» What to do: Rewrite every line of the entries below, replacing "drop" with "place" and leaving everything else unchanged.

|---|

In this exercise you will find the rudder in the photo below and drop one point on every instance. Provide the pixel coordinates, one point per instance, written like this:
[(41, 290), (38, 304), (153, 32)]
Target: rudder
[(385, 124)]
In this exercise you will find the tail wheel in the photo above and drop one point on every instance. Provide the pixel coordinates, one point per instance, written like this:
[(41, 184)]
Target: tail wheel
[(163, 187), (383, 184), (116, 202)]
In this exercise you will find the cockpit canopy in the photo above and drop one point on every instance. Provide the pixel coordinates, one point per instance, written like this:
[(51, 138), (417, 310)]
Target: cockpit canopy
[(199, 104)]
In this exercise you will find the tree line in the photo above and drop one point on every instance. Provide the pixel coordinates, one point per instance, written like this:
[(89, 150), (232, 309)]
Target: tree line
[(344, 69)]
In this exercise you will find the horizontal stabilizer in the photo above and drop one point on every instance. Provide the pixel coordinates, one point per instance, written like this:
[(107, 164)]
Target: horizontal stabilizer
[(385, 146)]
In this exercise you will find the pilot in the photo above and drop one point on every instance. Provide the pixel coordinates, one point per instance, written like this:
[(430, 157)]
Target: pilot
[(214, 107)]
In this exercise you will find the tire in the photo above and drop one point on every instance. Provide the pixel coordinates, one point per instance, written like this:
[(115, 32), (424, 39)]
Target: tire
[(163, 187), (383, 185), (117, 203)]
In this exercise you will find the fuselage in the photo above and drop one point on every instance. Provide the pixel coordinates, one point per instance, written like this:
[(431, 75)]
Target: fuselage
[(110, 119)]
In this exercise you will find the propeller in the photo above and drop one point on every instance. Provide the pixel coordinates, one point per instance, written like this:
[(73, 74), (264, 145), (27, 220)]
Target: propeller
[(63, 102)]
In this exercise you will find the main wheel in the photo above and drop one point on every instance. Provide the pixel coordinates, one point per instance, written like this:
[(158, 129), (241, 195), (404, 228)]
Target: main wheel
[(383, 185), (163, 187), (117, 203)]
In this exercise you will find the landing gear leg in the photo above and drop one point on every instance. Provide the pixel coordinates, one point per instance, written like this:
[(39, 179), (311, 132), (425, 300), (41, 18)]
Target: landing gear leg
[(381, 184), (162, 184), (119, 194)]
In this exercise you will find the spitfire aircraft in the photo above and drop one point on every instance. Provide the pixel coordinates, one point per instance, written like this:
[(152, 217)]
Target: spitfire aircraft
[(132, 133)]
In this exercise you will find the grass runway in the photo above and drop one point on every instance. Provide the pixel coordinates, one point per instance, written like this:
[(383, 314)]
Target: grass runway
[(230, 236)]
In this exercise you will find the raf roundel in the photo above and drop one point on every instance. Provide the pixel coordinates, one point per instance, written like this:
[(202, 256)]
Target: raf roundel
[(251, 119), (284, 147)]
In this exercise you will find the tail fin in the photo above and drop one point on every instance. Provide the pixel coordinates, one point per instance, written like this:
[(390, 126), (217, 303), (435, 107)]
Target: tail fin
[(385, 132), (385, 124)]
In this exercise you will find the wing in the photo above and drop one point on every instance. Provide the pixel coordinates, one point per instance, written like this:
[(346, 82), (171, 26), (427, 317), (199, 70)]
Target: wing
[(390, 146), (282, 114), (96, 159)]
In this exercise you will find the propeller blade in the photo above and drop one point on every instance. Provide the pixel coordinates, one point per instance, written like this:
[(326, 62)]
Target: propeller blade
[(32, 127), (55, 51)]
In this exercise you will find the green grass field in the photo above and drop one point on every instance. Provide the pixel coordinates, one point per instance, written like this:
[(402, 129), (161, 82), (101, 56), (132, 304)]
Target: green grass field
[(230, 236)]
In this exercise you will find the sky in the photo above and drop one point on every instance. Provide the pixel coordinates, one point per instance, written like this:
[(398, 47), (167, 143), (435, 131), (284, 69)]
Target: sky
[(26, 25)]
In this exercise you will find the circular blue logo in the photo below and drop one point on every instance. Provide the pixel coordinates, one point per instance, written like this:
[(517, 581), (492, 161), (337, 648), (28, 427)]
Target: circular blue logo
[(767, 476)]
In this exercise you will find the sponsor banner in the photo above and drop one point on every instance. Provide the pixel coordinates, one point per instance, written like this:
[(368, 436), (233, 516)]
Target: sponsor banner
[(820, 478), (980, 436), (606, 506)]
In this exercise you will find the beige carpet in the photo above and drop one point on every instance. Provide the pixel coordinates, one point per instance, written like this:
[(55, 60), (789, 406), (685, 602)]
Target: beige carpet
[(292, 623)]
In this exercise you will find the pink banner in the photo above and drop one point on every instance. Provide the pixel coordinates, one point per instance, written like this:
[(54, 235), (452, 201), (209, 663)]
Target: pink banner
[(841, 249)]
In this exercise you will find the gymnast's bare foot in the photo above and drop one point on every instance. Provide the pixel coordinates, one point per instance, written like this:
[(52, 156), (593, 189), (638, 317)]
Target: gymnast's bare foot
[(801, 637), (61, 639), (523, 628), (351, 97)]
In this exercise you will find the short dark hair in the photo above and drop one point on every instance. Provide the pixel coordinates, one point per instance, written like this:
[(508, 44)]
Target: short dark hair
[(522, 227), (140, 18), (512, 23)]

|---|

» Worked solution:
In this exercise you will find the rudder in the photo below and place one point on every instance. Provide the pixel coordinates, one point per instance, written like this:
[(41, 290), (38, 304), (153, 32)]
Target: rudder
[(385, 124)]
In this exercise you will find the tail wheel in the photo above and place one point on every instance. Provide the pixel coordinates, one point per instance, written like this:
[(41, 184)]
Target: tail wheel
[(163, 187), (383, 184), (116, 202)]
In this exercise you will find the cockpit canopy in the photo above and place one point on every instance. Provide the pixel coordinates, one point per instance, written like this:
[(51, 138), (417, 310)]
Target: cockpit canopy
[(199, 104)]
In this exercise you will find the tree line in the photo above and place one point on every instance. Provide the pixel coordinates, one point per instance, written like this:
[(89, 150), (232, 309)]
Target: tree line
[(344, 69)]
In this exercise you will find the horizontal stabilizer in the photo above and place one point on every instance. Provide the pixel coordinates, one point per instance, written like this:
[(107, 164)]
Target: horizontal stabilizer
[(385, 146)]
In this exercise you will find the pilot in the photo above and place one point on every instance. Provide the pixel coordinates, one point per instance, written like this:
[(430, 157)]
Target: pilot
[(214, 107)]
In this exercise you will find the tire in the photo above and place one point on every instance. Provide the pixel coordinates, one point per instance, written like this:
[(115, 32), (424, 39)]
Target: tire
[(163, 187), (383, 185), (117, 203)]
In this exercise you will find the fuselage in the photo above and place one point on every instance. Provide the pixel coordinates, one point per instance, written like this:
[(431, 75)]
Target: fuselage
[(110, 119)]
In this exercise you will find the propeller in the photo above and place one point on every instance. Provide the pixel coordinates, one point per instance, written like this:
[(73, 74), (264, 145), (27, 220)]
Target: propeller
[(63, 102)]
In this exercise you will find the main wheel in the photo above and place one point on every instance. Provide the pixel coordinates, one point per instance, written like this:
[(158, 129), (241, 195), (404, 228)]
Target: main wheel
[(383, 185), (163, 187), (117, 203)]
In this exercise you will find the landing gear leg in the photo above and place one point on every instance. Provide the pixel coordinates, one point per instance, written like this:
[(39, 179), (311, 132), (425, 300), (41, 18)]
Target: landing gear leg
[(381, 184), (162, 184), (119, 194)]
In this exercise you will find the spitfire aircraft in the photo above and place one point on every instance. Provide the pixel coordinates, one point per instance, written like this:
[(152, 217)]
Target: spitfire aircraft
[(132, 133)]
In this exercise you will find the grass runway in the photo above and place one point on every instance. Provide the pixel coordinates, one point per instance, written like this:
[(383, 314)]
Target: grass runway
[(230, 236)]
In this exercise you will find the raf roundel in the photo above and place one point on every instance. Provide the pixel coordinates, one point per instance, written like this:
[(202, 256)]
Target: raf roundel
[(251, 119), (284, 147)]
In this exercise you will find the tail fin in the photo above and place one point on every instance. Provide the pixel coordinates, one point per instance, written like this:
[(390, 126), (217, 303), (435, 107)]
Target: tail fin
[(385, 132), (385, 124)]
In this exercise you will find the wing in the photo above and place one point on every instance. Provide the pixel coordinates, one point per instance, written like this:
[(346, 82), (171, 26), (427, 317), (199, 70)]
Target: wing
[(390, 146), (282, 114), (96, 159)]
In this exercise you will find the propeller blade in the photo above and place one point on every instance. Provide the pixel coordinates, one point per instance, written like this:
[(326, 62)]
Target: propeller blade
[(32, 127), (55, 51)]
In this exercise you will find the green grass field in the photo above and place one point on every instance. Provide the pixel coordinates, one point per instance, written like this:
[(402, 129), (161, 82), (101, 56), (132, 304)]
Target: green grass field
[(230, 236)]
In this exercise you will find the sky in the photo above and place one point on every instance. Provide the pixel coordinates, one point per instance, written like this:
[(398, 47), (167, 143), (435, 131), (284, 69)]
Target: sky
[(26, 25)]
In this exercise you will find the circular blue logo in the photo below and place one point on every instance. Provide the pixel coordinates, one point per instance, written like this:
[(517, 581), (492, 161), (337, 648), (28, 427)]
Target: circular blue logo
[(767, 476)]
In this exercise you will find the sponsor banner in the photo above and place one point on every instance. Provide the pixel coordinates, one point per instance, written like this:
[(368, 436), (233, 516)]
Target: sponsor banner
[(820, 478), (980, 436), (606, 506)]
In this exercise you will find the beige carpet in the photo above and place one point on every instance. Provide the pixel coordinates, one point per instance, written like this:
[(55, 60), (789, 406), (685, 602)]
Target: beige carpet
[(292, 623)]
In this exercise you will find the pink banner in the photo above and place one point on every instance. Provide the pixel coordinates, one point per instance, written like this:
[(54, 235), (452, 201), (209, 663)]
Target: pink banner
[(841, 249)]
In this exercise you will find the gymnast's bare foot in the photo above and place one point on every instance. Provide the pixel coordinates, one point per instance, written like this:
[(52, 156), (593, 189), (638, 317)]
Target: gymnast's bare foot
[(801, 637), (61, 639), (523, 628), (351, 97)]
In this exercise you will find the short dark hair in the photo above and place one point on every instance. Provide the pixel coordinates, one point per instance, written like this:
[(508, 44)]
Target: short dark hair
[(522, 227), (140, 18), (512, 23)]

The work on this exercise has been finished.